*PROBLEM REQUIREMENTS:*
Convert the part of the entries that opens with the line containing "target: green foliage" and closes with the line containing "rule: each instance of the green" into a Markdown table with the columns "No." and "Text", giving each line a row number and leaving out blank lines.

[Dataset entries]
──────────

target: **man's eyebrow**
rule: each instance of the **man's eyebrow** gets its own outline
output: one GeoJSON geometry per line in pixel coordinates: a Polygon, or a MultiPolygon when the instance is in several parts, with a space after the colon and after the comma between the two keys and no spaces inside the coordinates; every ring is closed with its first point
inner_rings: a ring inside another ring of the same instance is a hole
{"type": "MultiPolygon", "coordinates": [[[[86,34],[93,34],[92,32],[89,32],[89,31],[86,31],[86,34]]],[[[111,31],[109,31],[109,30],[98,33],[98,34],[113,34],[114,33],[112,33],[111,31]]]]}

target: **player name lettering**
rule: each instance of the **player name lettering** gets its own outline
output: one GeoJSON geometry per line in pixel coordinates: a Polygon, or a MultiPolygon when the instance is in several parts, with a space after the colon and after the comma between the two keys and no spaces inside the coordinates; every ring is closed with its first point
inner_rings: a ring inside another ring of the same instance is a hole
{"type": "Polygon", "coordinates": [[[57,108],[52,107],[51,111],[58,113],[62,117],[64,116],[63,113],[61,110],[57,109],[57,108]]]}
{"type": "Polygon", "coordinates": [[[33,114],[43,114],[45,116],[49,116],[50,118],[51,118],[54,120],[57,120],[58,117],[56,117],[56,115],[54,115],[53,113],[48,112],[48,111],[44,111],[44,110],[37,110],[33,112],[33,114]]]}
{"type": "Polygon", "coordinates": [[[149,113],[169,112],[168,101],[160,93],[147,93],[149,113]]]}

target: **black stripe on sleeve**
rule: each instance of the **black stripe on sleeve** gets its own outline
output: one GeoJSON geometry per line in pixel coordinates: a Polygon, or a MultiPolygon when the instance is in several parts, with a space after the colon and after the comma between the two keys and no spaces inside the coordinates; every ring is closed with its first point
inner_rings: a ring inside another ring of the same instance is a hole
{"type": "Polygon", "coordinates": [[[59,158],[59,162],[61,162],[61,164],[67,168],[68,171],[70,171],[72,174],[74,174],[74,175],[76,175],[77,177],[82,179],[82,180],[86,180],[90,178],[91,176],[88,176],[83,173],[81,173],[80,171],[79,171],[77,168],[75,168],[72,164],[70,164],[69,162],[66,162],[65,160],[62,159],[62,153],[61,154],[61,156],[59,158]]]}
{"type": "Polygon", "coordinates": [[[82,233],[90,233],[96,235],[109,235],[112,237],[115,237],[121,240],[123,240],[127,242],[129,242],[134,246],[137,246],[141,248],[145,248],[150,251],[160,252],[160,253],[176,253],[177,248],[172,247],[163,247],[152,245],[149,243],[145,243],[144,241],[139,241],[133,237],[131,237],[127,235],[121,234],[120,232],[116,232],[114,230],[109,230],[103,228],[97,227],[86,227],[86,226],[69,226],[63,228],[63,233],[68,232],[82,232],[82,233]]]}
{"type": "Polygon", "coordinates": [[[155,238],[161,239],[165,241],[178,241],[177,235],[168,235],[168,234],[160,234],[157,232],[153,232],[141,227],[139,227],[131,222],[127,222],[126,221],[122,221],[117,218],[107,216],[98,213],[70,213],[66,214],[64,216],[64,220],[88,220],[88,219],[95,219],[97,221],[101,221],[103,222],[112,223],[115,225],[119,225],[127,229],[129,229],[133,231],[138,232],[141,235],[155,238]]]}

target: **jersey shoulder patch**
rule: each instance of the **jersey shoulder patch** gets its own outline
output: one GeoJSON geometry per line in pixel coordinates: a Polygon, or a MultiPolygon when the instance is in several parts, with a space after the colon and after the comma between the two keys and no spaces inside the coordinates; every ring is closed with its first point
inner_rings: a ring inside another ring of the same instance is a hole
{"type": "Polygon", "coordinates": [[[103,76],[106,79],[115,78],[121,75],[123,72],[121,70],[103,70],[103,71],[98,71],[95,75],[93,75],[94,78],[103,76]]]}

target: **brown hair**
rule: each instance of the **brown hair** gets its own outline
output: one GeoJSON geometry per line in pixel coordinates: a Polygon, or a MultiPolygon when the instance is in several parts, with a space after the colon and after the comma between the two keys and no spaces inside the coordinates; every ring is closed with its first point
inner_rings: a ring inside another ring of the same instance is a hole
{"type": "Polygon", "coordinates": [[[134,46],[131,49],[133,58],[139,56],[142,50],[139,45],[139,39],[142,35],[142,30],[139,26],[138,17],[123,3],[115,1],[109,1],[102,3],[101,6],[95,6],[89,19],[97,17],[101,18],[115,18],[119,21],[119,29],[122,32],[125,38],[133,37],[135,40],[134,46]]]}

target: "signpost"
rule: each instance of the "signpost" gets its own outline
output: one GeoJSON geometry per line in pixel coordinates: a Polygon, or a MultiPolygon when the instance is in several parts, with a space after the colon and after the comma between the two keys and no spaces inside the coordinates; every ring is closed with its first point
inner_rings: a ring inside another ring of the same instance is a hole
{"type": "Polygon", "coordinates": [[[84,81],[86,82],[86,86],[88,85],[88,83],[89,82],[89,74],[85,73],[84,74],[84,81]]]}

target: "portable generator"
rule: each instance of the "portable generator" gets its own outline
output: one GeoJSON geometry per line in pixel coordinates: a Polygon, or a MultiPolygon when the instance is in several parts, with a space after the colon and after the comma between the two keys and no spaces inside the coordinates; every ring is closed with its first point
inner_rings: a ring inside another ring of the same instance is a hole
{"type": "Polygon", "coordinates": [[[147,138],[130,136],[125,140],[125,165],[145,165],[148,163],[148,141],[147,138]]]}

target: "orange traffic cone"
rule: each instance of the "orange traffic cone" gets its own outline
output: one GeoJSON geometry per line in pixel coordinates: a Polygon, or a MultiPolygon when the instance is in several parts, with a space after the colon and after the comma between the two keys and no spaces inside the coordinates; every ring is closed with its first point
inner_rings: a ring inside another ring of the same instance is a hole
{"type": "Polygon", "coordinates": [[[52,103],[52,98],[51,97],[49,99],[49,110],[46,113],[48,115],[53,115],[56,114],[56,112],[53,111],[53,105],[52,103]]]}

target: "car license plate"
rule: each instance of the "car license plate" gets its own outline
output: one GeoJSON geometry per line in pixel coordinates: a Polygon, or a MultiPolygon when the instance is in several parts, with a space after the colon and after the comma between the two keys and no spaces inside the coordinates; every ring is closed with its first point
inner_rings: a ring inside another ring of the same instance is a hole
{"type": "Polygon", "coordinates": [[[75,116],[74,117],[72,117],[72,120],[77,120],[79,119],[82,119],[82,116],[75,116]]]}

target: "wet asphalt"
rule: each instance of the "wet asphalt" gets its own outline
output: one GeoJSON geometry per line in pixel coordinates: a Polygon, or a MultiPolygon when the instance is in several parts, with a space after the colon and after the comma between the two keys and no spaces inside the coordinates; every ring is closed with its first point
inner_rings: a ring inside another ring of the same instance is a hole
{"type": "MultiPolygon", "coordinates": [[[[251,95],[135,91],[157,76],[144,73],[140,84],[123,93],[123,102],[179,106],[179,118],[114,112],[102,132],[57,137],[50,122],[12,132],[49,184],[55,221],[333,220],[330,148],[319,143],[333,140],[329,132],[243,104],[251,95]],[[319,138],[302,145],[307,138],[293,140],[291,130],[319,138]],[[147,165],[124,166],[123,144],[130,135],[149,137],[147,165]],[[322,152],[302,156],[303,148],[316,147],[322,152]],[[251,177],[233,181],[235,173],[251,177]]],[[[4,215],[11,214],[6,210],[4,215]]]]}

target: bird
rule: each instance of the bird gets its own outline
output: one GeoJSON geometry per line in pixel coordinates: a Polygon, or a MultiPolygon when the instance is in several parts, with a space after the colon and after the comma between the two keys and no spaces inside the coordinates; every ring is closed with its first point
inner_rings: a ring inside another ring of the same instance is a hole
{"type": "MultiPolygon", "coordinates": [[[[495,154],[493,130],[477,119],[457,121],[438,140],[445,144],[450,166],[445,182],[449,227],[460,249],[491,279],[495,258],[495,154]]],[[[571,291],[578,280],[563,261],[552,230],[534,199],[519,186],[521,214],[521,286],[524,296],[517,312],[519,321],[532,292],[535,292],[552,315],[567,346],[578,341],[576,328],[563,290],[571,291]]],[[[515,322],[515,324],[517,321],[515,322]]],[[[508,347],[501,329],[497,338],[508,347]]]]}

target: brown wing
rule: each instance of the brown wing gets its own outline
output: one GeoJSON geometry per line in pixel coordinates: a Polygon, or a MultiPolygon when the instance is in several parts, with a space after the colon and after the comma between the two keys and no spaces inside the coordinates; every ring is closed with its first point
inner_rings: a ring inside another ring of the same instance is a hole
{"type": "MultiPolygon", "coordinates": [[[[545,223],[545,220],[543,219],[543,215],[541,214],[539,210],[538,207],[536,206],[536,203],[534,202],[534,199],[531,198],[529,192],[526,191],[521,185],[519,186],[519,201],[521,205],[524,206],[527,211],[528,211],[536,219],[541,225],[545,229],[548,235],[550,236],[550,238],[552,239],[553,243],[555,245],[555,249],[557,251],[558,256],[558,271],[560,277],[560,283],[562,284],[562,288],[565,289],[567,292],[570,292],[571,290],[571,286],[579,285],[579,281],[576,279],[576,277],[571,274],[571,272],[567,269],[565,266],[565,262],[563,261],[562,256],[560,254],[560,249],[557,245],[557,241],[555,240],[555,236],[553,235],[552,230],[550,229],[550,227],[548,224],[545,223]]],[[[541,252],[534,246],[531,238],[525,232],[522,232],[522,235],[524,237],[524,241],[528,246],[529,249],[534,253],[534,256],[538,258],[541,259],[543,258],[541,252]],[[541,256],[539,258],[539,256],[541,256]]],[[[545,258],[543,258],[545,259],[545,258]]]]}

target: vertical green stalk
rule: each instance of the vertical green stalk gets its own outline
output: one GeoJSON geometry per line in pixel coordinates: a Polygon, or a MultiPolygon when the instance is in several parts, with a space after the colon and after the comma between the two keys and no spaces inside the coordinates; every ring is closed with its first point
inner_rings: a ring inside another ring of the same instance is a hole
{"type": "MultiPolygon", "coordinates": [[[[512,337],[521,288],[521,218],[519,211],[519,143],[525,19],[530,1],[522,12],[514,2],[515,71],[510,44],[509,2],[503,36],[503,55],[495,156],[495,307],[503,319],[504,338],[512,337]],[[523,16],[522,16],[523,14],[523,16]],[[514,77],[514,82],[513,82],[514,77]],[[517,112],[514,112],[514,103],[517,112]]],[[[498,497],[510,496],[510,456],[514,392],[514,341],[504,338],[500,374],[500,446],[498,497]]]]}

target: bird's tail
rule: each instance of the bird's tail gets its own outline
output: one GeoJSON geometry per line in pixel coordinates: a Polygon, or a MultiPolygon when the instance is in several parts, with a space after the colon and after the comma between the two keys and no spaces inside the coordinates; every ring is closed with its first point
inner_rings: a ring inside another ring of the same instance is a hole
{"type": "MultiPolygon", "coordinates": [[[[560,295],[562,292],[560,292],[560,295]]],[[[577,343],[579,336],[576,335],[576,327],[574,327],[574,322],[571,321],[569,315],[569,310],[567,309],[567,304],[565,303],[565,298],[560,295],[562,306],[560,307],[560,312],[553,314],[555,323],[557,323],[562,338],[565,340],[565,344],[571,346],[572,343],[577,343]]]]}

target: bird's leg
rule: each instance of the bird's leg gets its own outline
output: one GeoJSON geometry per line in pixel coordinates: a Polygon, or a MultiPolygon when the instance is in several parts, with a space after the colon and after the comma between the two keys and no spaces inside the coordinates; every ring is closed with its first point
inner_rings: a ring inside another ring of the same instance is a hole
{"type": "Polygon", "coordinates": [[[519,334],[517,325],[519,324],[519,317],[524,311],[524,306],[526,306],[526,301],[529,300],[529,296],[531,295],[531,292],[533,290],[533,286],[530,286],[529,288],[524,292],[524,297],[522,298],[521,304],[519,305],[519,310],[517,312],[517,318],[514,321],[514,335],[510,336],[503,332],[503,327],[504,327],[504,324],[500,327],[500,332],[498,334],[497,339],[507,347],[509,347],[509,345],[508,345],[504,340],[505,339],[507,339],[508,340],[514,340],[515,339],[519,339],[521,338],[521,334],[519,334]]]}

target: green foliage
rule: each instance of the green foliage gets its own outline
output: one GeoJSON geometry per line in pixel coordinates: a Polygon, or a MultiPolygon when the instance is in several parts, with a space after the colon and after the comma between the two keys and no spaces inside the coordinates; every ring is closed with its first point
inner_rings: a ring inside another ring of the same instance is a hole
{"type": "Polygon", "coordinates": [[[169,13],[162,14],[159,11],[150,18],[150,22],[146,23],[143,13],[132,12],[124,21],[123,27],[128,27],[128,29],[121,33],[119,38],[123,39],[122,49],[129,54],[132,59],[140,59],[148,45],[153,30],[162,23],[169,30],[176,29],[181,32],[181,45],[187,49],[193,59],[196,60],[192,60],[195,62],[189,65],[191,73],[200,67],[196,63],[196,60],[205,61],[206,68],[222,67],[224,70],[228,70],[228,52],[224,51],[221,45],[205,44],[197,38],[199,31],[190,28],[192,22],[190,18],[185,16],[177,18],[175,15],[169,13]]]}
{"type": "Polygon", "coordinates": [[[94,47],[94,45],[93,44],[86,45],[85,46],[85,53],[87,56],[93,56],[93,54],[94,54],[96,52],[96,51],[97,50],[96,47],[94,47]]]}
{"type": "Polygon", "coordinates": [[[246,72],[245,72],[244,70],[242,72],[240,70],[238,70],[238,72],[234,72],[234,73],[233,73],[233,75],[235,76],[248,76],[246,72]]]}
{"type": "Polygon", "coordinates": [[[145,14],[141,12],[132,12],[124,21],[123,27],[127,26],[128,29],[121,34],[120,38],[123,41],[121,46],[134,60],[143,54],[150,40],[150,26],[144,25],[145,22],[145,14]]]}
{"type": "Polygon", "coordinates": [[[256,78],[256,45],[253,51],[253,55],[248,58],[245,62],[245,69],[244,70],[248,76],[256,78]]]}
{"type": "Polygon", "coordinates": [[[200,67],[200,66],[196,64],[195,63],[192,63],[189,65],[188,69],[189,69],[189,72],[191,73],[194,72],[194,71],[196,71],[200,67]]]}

──────────

*EXERCISE SOLUTION:*
| No. | Text |
|---|---|
| 1 | target: green foliage |
| 2 | rule: each instance of the green foliage gets its own outline |